Could you print the part of the passage on the "Sarko Trade" between "French President Nicolas" and "on the banks.", inclusive, word for word?

** GIVEN PASSAGE **
--------------------

French President Nicolas Sarkozy has suggested that the availability of unlimited funding by the ECB solves the PIIGS sovereign debt problem since PIIGS banks can use the generous central bank funding to purchase the PIIGS debt of their respective home countries. This gambit has variously been called the “Sarko Trade,” the “LTRO carry trade” and the “Corzine Trade.”
There are two schools of thought on this:
- Banks are not interested. European banks have dumped 65 billion euros worth of sovereign bonds in just the past nine months. They have done this in large measure due to the risks – real and perceived – that these bonds pose to their business. Banks will not increase exposure to assets that are perceived by the market as increasingly toxic. Indeed, doing so could exacerbate the current run on the banks.
- Banks have no choice. If PIIGS sovereigns go bust, the European banks have a 100% certainty of bankruptcy. If the banks buy PIIGS debt in an effort to prevent PIIGS defaults, this might cause them problems, but at least the probability of bankruptcy for the banks would be less than 100%.
Option #2 may make sense from a game-theoretical point of view. However, I do not believe that bank managements will adopt this kamikaze philosophy. One reason is simply bank culture – few banks are as reckless as MF Global. And the example of MF global is not exactly one that many banks will want to emulate at this point. Another reason is that many banks may decide to call the ECB and German bluff, understanding this to be a situation of “mutually assured destruction.”

--------------------

** MATERIAL SUPPLIED **
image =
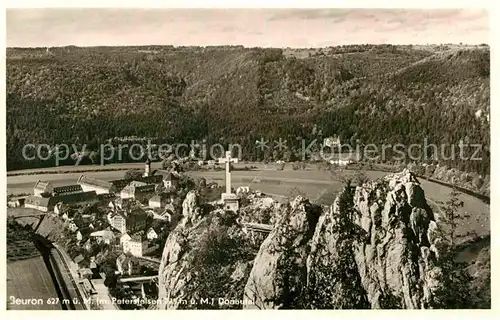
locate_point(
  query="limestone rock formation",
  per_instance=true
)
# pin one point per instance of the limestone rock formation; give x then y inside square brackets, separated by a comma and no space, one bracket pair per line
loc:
[204,257]
[373,248]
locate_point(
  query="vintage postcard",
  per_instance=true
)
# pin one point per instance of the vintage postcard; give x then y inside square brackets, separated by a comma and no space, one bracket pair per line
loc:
[259,158]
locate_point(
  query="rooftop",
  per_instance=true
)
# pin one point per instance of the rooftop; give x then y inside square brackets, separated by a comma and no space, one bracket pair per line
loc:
[67,189]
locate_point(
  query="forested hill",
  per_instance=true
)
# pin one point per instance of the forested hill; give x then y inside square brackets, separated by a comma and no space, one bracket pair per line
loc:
[371,94]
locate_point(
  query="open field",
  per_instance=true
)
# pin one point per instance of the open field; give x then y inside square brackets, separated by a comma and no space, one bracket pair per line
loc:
[319,186]
[28,279]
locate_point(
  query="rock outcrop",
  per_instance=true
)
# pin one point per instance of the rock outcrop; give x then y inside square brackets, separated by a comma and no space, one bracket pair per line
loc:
[373,248]
[279,276]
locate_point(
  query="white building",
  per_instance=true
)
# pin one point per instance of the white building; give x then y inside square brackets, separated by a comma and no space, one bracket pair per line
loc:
[137,245]
[99,186]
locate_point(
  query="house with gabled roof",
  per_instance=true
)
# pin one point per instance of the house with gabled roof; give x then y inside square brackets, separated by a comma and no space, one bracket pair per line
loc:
[40,203]
[132,220]
[137,245]
[99,186]
[106,236]
[127,265]
[160,201]
[140,193]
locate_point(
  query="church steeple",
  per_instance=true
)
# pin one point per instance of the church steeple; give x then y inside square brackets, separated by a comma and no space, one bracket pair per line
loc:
[147,168]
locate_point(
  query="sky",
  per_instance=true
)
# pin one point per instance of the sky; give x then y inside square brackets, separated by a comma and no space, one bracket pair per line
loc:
[249,27]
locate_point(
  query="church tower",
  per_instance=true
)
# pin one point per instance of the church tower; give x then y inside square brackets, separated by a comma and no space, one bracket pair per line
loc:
[147,168]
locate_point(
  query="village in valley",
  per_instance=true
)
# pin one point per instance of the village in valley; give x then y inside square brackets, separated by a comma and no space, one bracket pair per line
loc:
[129,218]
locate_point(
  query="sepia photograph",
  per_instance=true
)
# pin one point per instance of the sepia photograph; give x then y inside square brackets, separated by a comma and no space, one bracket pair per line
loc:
[258,158]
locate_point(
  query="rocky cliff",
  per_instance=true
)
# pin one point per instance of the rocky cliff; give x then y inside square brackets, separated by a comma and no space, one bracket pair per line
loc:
[376,246]
[205,258]
[370,249]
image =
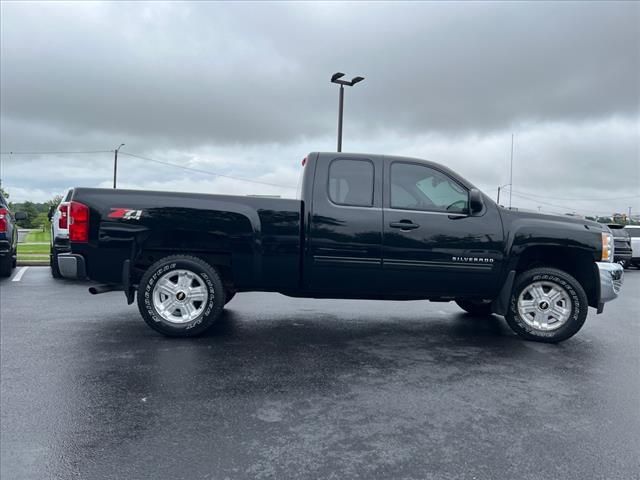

--------------------

** RESPONSE FOR THIS EXERCISE **
French President Nicolas Sarkozy has suggested that the availability of unlimited funding by the ECB solves the PIIGS sovereign debt problem since PIIGS banks can use the generous central bank funding to purchase the PIIGS debt of their respective home countries. This gambit has variously been called the “Sarko Trade,” the “LTRO carry trade” and the “Corzine Trade.”
There are two schools of thought on this:
- Banks are not interested. European banks have dumped 65 billion euros worth of sovereign bonds in just the past nine months. They have done this in large measure due to the risks – real and perceived – that these bonds pose to their business. Banks will not increase exposure to assets that are perceived by the market as increasingly toxic. Indeed, doing so could exacerbate the current run on the banks.